▶ _WHAT THE EXERCISE ASKS_: Note each line in the data below that holds "sculpture", and copy it.

▶ _PROVIDED DATA_:

::::::::::

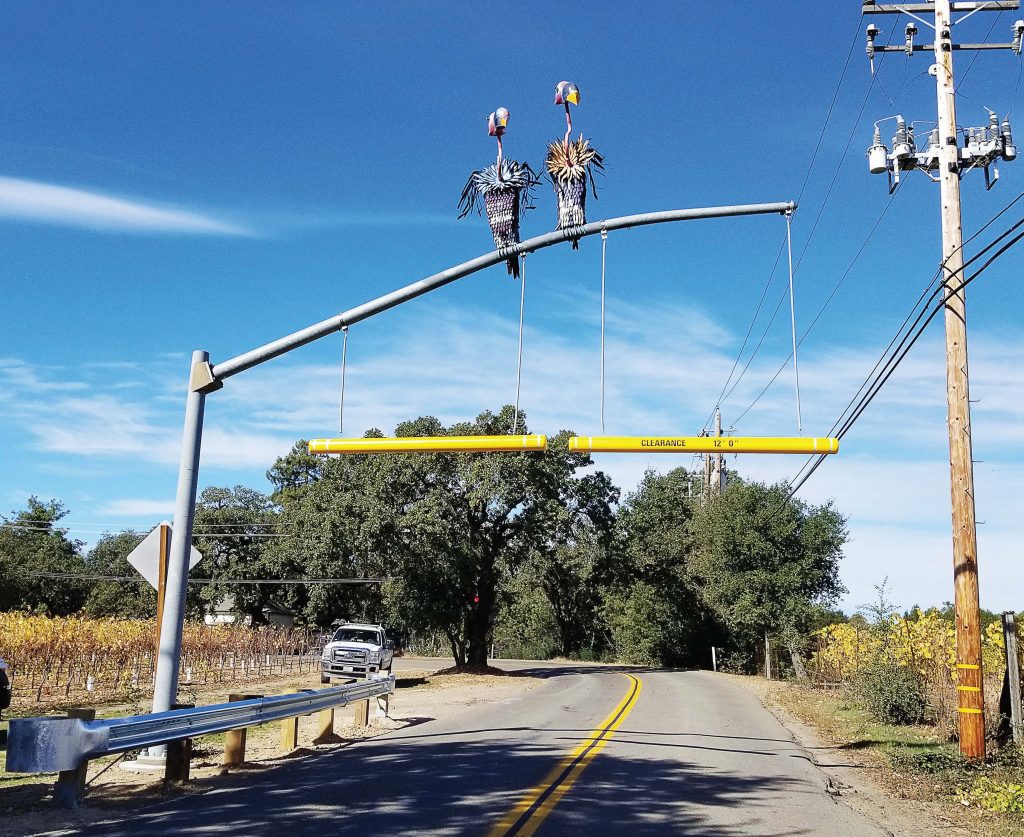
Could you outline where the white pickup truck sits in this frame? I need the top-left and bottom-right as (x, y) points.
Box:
(320, 623), (394, 683)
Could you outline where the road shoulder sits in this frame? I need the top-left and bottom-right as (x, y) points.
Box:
(729, 674), (990, 837)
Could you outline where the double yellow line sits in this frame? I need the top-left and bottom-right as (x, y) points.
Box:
(487, 673), (642, 837)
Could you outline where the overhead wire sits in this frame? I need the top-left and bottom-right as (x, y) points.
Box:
(25, 571), (385, 585)
(711, 17), (902, 427)
(701, 12), (866, 432)
(784, 207), (1024, 497)
(730, 187), (902, 426)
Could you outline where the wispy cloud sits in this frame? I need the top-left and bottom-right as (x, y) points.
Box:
(94, 498), (175, 518)
(0, 176), (253, 236)
(3, 302), (1022, 610)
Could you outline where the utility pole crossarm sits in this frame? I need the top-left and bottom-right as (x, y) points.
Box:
(863, 2), (1019, 13)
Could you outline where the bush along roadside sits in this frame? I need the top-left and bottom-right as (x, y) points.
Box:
(890, 744), (1024, 816)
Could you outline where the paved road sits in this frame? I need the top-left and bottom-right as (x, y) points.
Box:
(66, 665), (887, 836)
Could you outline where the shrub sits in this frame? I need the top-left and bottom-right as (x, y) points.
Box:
(852, 658), (928, 725)
(961, 777), (1024, 814)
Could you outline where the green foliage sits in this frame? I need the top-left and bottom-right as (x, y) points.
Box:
(603, 582), (689, 666)
(493, 575), (560, 660)
(82, 530), (154, 617)
(0, 498), (88, 615)
(268, 407), (597, 667)
(191, 485), (283, 625)
(852, 658), (928, 725)
(606, 468), (721, 666)
(961, 777), (1024, 814)
(689, 479), (847, 662)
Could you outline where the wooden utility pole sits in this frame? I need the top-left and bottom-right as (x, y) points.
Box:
(933, 0), (985, 761)
(862, 0), (1023, 761)
(711, 408), (726, 497)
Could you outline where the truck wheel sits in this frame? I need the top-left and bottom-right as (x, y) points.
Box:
(320, 673), (331, 685)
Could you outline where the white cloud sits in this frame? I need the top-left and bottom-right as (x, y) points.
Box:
(94, 498), (176, 517)
(0, 176), (253, 236)
(3, 301), (1022, 612)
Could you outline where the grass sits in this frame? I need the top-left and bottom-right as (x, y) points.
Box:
(766, 680), (1024, 836)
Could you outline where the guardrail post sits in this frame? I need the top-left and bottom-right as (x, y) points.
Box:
(354, 698), (369, 728)
(223, 693), (262, 767)
(314, 707), (335, 744)
(165, 703), (194, 782)
(279, 689), (311, 752)
(53, 708), (94, 808)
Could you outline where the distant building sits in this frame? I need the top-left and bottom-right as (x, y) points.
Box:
(204, 595), (296, 628)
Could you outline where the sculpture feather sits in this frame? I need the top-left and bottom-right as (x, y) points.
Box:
(459, 160), (539, 278)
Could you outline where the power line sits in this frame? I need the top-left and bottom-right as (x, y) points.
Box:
(730, 187), (902, 426)
(703, 13), (867, 431)
(715, 22), (921, 429)
(785, 212), (1024, 497)
(25, 571), (385, 585)
(1, 523), (295, 539)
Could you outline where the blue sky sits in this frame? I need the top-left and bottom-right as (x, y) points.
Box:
(1, 2), (1022, 613)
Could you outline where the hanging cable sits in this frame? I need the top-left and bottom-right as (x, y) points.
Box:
(512, 254), (527, 434)
(731, 188), (901, 427)
(339, 325), (349, 434)
(786, 212), (803, 434)
(600, 224), (608, 433)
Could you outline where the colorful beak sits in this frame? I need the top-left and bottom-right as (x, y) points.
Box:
(566, 88), (579, 106)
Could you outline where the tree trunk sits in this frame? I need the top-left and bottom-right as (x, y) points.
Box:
(465, 579), (495, 668)
(788, 640), (807, 680)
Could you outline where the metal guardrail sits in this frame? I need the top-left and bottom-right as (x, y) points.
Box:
(5, 674), (395, 774)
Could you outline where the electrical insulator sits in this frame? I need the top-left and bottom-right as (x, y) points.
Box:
(905, 23), (918, 56)
(928, 128), (940, 149)
(1013, 20), (1024, 55)
(893, 116), (912, 161)
(868, 126), (889, 174)
(1003, 117), (1017, 160)
(866, 24), (880, 73)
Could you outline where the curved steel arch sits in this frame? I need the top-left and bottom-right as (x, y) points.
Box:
(151, 199), (795, 723)
(212, 201), (795, 381)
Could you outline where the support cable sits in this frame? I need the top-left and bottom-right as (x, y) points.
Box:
(708, 19), (899, 429)
(512, 254), (527, 434)
(339, 325), (349, 434)
(600, 226), (608, 433)
(701, 14), (866, 432)
(731, 189), (900, 426)
(786, 212), (803, 434)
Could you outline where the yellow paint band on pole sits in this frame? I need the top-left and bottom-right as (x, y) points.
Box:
(308, 435), (548, 454)
(957, 685), (981, 692)
(958, 707), (984, 714)
(567, 436), (839, 454)
(956, 664), (981, 670)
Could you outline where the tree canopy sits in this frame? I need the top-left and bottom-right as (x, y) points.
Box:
(1, 409), (853, 674)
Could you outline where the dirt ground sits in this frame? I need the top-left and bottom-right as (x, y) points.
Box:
(734, 674), (1013, 837)
(0, 666), (539, 837)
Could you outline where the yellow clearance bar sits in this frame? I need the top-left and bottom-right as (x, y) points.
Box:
(309, 435), (548, 454)
(567, 436), (839, 454)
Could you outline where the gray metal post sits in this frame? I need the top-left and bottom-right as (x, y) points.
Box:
(1003, 611), (1022, 745)
(152, 350), (209, 716)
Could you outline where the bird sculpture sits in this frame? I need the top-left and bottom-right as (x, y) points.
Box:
(459, 107), (539, 278)
(545, 81), (604, 249)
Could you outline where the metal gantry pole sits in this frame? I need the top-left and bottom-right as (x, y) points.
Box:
(146, 202), (794, 723)
(152, 351), (212, 721)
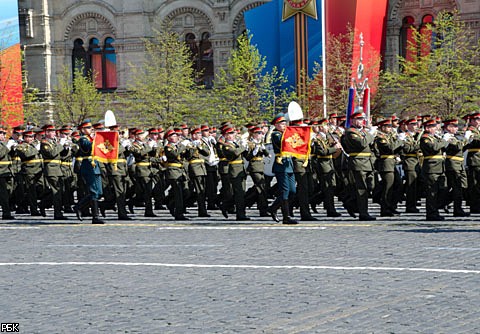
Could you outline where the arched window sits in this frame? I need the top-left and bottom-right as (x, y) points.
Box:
(400, 16), (416, 62)
(199, 32), (214, 89)
(104, 37), (117, 89)
(88, 38), (103, 88)
(72, 39), (87, 77)
(420, 15), (434, 56)
(72, 37), (117, 90)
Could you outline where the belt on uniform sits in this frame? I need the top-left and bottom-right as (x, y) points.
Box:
(403, 154), (418, 157)
(136, 162), (151, 167)
(275, 153), (292, 158)
(468, 148), (480, 153)
(229, 160), (243, 165)
(189, 159), (204, 164)
(43, 159), (62, 164)
(0, 161), (12, 165)
(446, 155), (464, 161)
(76, 157), (84, 161)
(116, 159), (127, 163)
(251, 157), (263, 161)
(424, 155), (444, 159)
(349, 152), (372, 157)
(219, 158), (228, 161)
(14, 157), (21, 161)
(380, 155), (395, 159)
(23, 159), (43, 164)
(61, 162), (72, 166)
(166, 163), (183, 168)
(317, 155), (332, 159)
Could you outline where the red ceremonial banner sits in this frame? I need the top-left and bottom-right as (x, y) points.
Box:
(281, 126), (312, 159)
(92, 131), (119, 163)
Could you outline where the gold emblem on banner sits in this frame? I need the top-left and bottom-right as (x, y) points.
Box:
(97, 140), (114, 154)
(285, 132), (305, 149)
(282, 0), (318, 21)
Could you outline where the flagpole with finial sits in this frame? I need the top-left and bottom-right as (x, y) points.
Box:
(353, 32), (370, 126)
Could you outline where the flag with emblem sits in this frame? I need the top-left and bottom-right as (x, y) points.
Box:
(281, 126), (312, 159)
(92, 131), (119, 163)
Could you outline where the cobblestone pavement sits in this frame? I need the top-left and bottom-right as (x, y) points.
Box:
(1, 202), (479, 333)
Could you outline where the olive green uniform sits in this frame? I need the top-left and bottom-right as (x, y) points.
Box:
(0, 141), (14, 219)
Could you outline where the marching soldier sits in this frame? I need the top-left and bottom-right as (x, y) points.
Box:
(341, 110), (376, 221)
(164, 129), (189, 220)
(128, 129), (156, 217)
(186, 127), (210, 217)
(399, 118), (421, 213)
(419, 119), (448, 221)
(245, 126), (270, 217)
(442, 119), (469, 217)
(0, 126), (14, 219)
(313, 119), (342, 217)
(15, 130), (44, 216)
(201, 125), (219, 210)
(221, 126), (250, 220)
(464, 112), (480, 213)
(58, 126), (75, 213)
(39, 124), (69, 220)
(267, 115), (297, 224)
(216, 124), (233, 218)
(73, 120), (105, 224)
(374, 118), (403, 216)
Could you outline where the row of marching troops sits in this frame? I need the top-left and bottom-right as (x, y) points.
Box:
(0, 109), (480, 223)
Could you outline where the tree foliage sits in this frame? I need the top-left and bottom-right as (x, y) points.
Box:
(123, 26), (198, 127)
(53, 64), (106, 125)
(378, 11), (480, 119)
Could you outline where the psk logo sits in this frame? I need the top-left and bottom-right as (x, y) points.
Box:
(97, 140), (114, 154)
(285, 132), (305, 149)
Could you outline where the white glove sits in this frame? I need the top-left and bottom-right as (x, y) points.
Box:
(121, 139), (131, 148)
(398, 132), (406, 141)
(442, 133), (453, 142)
(253, 147), (259, 156)
(465, 130), (472, 141)
(161, 155), (167, 162)
(59, 137), (67, 145)
(368, 126), (378, 136)
(6, 140), (17, 149)
(209, 137), (217, 145)
(193, 140), (201, 147)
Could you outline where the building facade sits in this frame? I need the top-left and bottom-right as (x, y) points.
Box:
(18, 0), (480, 97)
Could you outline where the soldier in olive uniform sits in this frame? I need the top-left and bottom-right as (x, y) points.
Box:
(216, 125), (233, 217)
(419, 119), (448, 220)
(164, 129), (189, 220)
(267, 115), (297, 224)
(0, 126), (14, 219)
(245, 126), (270, 217)
(58, 126), (75, 213)
(400, 118), (421, 213)
(442, 119), (469, 217)
(342, 111), (376, 221)
(9, 126), (26, 214)
(128, 129), (157, 217)
(15, 130), (44, 216)
(201, 125), (219, 210)
(40, 124), (68, 219)
(221, 126), (250, 220)
(313, 119), (342, 217)
(374, 118), (403, 216)
(464, 112), (480, 213)
(186, 127), (211, 217)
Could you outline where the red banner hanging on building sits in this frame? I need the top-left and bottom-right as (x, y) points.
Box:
(92, 131), (119, 163)
(281, 126), (312, 159)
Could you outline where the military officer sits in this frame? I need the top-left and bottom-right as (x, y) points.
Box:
(442, 119), (469, 216)
(15, 130), (44, 216)
(39, 124), (68, 220)
(464, 112), (480, 213)
(221, 126), (250, 221)
(399, 118), (421, 213)
(201, 125), (219, 210)
(374, 118), (403, 216)
(313, 119), (342, 217)
(164, 129), (189, 220)
(0, 126), (14, 219)
(419, 118), (448, 221)
(267, 115), (297, 224)
(341, 110), (376, 221)
(245, 126), (270, 217)
(73, 120), (105, 224)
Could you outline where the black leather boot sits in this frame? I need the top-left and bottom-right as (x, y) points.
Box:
(281, 200), (297, 225)
(91, 200), (105, 224)
(267, 197), (282, 223)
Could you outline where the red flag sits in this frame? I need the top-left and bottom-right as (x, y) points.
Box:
(281, 126), (312, 159)
(92, 131), (119, 163)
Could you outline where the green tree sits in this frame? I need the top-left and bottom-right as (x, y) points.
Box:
(379, 11), (480, 119)
(215, 33), (294, 124)
(123, 26), (198, 127)
(53, 64), (106, 125)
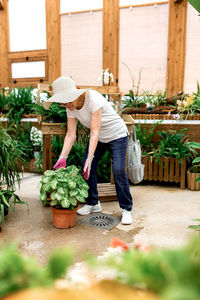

::::::::::

▶ _RESPONSE TO THIS TASK_:
Could you outline where the sculpture feather sits in this frame? I need the top-left and bottom-right as (x, y) points.
Could you outline where the bird sculpture sits in this frame? I need the top-left and bottom-right as (x, y) points.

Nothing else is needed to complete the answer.